▸ Reading passage

    • I’ve made this before and yes, overripe bananas result in a creamier consistency. Using an ice cream maker with mushed cold (not frozen) bananas helped too.

      I’m going to give the whipped cream a shot since my biggest issue is that I’m not a huge fan of that super sweet overripe banana flavor.

  2. Yay!! My family’s #1 dessert. That includes my extended family and most of my friends. Definitely let the bananas thaw a little to reduce crystallization. My ideal recipe is 1 banana and 1 tsp honey per person. Brings out the banana-y flavor.

    My mom likes a little cocoa and maybe some greek yogurt to add creaminess. I’ve also stirred chocolate chips into the finished product.

  3. That looks completely delicious. It looks better than the original. Lucky me, I have 4 bananas in my freezer right now. Husband’s all like, “why do we have bananas in the freezer?” And I’m all like, “Don’t worry about it.” But now I can say, “I’m making ice cream!”

  4. We make this all the time. It is a great quick treat for my toddlers. They have a cows milk allergy so ice cream is out.

    Adding crushed cookies in at the end makes a great cookies-n-cream. My suggestion is crush them in a sealed plastic bag and then stir them in after your done blending. Otherwise you don’t get the big fun chunks of cookie.

▸ Work request 1
Repeat the part of the banana ice cream comments that opens with the words containing "My mom likes" and closes with "cream is out.".
▸ Work request 2
Pick up the banana ice cream comments after their final sentence and keep writing them.

[Extracted rows]
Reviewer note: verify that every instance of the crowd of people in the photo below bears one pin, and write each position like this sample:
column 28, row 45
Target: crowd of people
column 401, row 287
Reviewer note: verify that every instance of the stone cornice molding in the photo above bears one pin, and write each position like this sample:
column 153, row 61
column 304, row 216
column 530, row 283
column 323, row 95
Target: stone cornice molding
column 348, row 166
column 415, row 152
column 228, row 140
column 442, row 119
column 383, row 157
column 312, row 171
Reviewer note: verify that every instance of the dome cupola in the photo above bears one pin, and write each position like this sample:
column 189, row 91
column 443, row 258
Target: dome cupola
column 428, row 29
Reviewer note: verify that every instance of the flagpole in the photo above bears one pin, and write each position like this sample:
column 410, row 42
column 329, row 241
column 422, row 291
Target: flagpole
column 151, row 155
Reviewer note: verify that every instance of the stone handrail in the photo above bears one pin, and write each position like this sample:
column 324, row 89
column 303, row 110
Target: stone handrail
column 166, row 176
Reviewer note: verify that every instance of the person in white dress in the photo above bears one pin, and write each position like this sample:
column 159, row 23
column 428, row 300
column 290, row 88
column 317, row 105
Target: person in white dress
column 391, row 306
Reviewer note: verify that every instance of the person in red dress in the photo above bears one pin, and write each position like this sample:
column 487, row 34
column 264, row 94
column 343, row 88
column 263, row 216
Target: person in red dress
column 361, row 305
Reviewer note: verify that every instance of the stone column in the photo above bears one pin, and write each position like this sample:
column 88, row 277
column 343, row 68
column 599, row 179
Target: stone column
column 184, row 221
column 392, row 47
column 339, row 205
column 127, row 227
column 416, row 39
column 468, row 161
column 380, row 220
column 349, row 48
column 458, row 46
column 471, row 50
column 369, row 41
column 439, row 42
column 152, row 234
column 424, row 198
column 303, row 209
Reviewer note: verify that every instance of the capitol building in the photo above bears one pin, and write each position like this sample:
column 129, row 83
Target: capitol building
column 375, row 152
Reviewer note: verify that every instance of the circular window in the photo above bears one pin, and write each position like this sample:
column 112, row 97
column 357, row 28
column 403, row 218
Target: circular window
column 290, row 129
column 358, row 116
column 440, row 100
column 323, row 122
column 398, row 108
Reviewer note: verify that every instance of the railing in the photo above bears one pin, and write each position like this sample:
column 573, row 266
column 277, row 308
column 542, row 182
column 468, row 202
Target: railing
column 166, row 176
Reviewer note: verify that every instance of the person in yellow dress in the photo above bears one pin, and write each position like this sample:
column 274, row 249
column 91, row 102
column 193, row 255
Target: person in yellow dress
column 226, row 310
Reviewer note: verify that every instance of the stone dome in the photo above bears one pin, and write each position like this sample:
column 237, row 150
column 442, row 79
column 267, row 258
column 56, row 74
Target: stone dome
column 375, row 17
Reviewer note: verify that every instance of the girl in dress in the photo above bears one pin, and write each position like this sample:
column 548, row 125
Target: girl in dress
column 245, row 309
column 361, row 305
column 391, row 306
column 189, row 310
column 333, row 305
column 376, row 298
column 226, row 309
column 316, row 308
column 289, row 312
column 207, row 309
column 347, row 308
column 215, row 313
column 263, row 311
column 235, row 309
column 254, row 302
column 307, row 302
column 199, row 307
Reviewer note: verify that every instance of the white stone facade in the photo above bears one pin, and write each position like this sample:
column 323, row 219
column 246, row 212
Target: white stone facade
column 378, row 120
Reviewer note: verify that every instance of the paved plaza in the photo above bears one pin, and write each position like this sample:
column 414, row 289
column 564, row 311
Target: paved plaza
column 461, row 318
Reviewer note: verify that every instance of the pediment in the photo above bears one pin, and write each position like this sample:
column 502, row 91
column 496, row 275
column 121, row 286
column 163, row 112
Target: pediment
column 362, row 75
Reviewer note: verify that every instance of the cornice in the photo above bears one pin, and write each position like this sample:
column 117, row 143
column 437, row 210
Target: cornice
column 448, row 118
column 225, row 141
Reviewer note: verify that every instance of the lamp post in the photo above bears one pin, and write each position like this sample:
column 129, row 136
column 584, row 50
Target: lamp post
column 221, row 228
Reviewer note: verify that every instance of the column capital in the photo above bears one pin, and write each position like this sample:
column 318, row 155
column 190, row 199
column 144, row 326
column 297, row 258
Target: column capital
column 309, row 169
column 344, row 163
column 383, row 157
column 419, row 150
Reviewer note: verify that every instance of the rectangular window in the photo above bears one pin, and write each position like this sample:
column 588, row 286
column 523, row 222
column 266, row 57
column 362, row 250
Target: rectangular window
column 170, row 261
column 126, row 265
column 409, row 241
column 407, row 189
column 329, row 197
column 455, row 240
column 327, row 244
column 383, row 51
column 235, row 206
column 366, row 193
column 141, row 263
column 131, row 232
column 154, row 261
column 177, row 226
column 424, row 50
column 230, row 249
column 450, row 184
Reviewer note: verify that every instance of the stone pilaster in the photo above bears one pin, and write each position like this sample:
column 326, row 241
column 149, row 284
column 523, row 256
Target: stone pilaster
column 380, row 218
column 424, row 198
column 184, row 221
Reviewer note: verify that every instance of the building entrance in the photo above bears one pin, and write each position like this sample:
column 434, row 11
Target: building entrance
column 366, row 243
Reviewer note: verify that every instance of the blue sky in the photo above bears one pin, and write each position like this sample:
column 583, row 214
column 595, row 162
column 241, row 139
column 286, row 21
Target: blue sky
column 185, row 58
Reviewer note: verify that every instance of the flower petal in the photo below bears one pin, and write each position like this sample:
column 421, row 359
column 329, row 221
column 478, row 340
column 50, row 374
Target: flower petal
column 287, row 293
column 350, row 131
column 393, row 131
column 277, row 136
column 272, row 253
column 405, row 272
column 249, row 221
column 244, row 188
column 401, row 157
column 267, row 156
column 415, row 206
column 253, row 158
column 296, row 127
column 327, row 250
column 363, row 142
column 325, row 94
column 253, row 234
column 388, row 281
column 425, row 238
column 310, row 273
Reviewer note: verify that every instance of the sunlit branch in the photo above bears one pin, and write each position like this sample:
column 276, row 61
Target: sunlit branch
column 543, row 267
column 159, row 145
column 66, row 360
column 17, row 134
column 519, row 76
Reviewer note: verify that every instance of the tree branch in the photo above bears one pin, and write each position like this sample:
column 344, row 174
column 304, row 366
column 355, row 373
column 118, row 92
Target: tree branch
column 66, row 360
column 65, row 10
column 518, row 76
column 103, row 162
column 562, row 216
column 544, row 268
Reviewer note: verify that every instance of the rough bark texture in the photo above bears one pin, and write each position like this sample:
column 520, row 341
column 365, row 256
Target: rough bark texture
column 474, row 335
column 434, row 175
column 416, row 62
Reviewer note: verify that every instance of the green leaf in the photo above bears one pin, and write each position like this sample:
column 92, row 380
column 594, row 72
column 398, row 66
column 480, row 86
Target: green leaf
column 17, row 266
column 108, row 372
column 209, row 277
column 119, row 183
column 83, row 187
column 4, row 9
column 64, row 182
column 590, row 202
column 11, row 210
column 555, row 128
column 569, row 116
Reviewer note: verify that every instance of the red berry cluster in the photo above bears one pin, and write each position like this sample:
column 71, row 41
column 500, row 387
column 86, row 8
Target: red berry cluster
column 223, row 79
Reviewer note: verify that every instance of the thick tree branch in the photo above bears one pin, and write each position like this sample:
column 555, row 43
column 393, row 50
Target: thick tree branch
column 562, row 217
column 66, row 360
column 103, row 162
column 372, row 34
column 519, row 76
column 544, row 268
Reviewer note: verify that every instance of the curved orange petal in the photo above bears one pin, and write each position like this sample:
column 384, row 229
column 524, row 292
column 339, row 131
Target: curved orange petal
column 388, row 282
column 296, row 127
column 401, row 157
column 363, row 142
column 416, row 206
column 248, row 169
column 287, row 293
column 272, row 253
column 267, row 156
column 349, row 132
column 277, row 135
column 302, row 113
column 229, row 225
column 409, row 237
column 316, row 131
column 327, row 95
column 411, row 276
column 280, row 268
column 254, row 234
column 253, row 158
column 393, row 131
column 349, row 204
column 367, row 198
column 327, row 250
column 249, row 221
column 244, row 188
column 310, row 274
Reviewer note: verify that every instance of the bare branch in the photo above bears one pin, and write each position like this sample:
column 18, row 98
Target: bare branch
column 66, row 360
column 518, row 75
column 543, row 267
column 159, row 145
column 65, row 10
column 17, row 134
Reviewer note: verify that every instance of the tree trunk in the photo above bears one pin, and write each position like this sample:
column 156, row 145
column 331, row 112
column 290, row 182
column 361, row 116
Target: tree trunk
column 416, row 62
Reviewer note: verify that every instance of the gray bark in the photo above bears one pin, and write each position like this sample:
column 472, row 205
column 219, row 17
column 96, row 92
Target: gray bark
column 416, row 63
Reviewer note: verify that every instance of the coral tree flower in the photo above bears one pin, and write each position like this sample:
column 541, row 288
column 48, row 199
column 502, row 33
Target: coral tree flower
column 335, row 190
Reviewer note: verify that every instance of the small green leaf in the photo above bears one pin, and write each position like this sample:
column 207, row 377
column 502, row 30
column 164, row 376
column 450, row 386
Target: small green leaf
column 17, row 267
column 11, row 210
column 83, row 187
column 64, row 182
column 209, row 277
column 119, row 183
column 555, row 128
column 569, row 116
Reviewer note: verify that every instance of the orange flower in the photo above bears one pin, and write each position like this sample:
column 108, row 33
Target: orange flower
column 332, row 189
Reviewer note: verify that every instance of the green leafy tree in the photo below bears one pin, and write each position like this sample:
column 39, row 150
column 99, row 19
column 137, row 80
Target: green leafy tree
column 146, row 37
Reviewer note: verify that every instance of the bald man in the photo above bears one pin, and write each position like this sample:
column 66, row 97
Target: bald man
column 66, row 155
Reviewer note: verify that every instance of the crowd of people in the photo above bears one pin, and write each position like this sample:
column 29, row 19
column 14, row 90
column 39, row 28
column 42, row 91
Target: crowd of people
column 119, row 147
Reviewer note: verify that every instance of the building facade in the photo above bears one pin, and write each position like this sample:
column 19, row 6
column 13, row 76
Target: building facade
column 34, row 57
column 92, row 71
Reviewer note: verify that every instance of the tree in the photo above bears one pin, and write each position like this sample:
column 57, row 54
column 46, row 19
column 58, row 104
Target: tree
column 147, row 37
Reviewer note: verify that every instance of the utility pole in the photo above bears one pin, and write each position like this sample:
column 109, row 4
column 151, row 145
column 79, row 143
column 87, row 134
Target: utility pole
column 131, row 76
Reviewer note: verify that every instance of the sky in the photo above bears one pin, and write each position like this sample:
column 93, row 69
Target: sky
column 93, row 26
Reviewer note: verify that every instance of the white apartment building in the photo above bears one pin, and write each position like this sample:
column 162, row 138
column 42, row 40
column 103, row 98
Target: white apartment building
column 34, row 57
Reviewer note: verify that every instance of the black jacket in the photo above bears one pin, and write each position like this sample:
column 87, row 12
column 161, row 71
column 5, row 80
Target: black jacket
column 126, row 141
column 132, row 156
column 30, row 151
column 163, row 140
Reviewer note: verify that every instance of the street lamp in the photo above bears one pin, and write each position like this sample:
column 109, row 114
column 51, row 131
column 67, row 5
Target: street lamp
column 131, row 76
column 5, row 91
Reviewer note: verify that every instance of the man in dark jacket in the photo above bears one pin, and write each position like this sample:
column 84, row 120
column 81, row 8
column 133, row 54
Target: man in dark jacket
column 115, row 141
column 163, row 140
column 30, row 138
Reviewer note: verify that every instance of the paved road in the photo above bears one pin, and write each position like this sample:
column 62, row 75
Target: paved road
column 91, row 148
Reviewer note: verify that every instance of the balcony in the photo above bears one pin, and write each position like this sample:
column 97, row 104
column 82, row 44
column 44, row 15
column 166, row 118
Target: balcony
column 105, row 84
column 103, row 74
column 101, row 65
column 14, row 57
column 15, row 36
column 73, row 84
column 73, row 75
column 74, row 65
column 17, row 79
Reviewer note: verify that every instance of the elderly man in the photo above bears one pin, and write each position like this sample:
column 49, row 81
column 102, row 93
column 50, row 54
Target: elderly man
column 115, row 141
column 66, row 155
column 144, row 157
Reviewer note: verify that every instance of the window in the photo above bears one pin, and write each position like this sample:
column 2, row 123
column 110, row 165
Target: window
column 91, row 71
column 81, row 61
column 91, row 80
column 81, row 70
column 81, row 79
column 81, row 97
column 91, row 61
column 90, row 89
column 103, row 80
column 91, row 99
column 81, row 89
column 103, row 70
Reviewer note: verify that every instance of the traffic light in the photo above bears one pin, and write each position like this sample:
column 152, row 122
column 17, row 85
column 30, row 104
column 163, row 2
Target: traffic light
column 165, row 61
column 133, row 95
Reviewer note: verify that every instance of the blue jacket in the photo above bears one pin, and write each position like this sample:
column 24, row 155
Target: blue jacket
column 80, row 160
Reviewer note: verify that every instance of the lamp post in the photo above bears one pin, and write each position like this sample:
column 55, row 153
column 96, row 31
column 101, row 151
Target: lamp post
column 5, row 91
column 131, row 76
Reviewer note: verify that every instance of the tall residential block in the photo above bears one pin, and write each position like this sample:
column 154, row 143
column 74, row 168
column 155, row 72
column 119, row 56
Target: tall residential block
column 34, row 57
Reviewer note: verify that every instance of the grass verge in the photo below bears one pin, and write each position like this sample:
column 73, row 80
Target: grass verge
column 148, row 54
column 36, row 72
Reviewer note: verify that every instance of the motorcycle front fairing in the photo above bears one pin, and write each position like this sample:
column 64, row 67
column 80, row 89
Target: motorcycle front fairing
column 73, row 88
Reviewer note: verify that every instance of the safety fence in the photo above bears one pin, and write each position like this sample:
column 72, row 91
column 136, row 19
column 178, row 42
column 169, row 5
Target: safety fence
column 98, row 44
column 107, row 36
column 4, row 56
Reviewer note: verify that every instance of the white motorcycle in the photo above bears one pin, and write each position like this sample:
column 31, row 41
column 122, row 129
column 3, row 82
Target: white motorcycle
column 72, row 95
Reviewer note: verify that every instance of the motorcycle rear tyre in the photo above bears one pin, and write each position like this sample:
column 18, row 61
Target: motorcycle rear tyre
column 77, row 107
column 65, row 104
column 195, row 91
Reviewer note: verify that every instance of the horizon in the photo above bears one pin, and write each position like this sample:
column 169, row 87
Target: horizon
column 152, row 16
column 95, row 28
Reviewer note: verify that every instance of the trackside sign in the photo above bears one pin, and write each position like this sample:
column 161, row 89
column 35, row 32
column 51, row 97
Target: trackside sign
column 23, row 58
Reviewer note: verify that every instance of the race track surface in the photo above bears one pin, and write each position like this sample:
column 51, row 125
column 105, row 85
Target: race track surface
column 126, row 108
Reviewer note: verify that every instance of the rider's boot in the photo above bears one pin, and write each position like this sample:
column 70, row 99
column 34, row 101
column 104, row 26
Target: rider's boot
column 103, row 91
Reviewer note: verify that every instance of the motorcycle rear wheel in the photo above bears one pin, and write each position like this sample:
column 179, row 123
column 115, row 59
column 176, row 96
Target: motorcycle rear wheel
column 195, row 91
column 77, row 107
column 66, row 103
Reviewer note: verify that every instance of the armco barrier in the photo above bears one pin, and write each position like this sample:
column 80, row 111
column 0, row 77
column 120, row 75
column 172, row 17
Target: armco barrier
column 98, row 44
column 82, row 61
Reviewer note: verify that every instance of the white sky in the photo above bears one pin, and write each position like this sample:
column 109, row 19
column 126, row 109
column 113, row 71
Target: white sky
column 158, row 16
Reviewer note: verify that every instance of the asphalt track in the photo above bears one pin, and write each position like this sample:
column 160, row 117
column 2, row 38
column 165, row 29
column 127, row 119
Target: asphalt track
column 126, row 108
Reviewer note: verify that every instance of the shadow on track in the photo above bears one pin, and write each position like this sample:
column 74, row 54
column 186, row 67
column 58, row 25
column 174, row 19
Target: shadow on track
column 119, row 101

▸ Answer box 1
My mom likes a little cocoa and maybe some greek yogurt to add creaminess. I’ve also stirred chocolate chips into the finished product.

  3. That looks completely delicious. It looks better than the original. Lucky me, I have 4 bananas in my freezer right now. Husband’s all like, “why do we have bananas in the freezer?” And I’m all like, “Don’t worry about it.” But now I can say, “I’m making ice cream!”

  4. We make this all the time. It is a great quick treat for my toddlers. They have a cows milk allergy so ice cream is out.

▸ Answer box 2
  5. I discovered banana ice cream this summer. I don’t much like peanut butter with bananas, so I add some frozen raspberries (adds a nice tart flavor) and chocolate chips.

    • I’m not partial to peanut butter in general, but it’s his favorite flavor, and he hates berries(he’s an odd duck). I’ve been wanting to make some with berries for myself, though…

  6. This is my absolute favorite treat ever. I started making it about a week ago and have made it at least every other day since then. The first time we made it, we added in peanut butter, honey and chocolate chips. That was awesome, but since then we’ve just done plain banana and I love it that way. Bananas are my favorite. 🙂 Next time I’m going to add some vanilla extract, and maybe I’ll try chocolate chips without the peanut butter. Though the peanut butter gave it an especially creamy factor (it was the other half’s favorite flavor). We also picked like 40 pounds of peaches recently and have plenty left so maybe I’ll blend in a little peach. Not enough to bother the texture but just to add a different flavor.

  7. Brilliant! I found this idea on another site last week, but it wasn’t nearly as clear as this one on what you can and can’t do. I gave it a whirl with no flavourings and it was good, but not great. I’ll definitely give it another try now that I have better instructions to work from!

  8. This sounds great.

    I also use frozen banana’s to make dairyfree “milk shakes.” I use a frozen banana, maybe broken into thirds (to shorten blending time), add a tablespoon or 2 of cocoa, a good splash of soy or almond milk. Blend it up (I blend it right in a mason jar) and drink it with a fat straw. Sometimes I throw in some nut-butter too. NOMS!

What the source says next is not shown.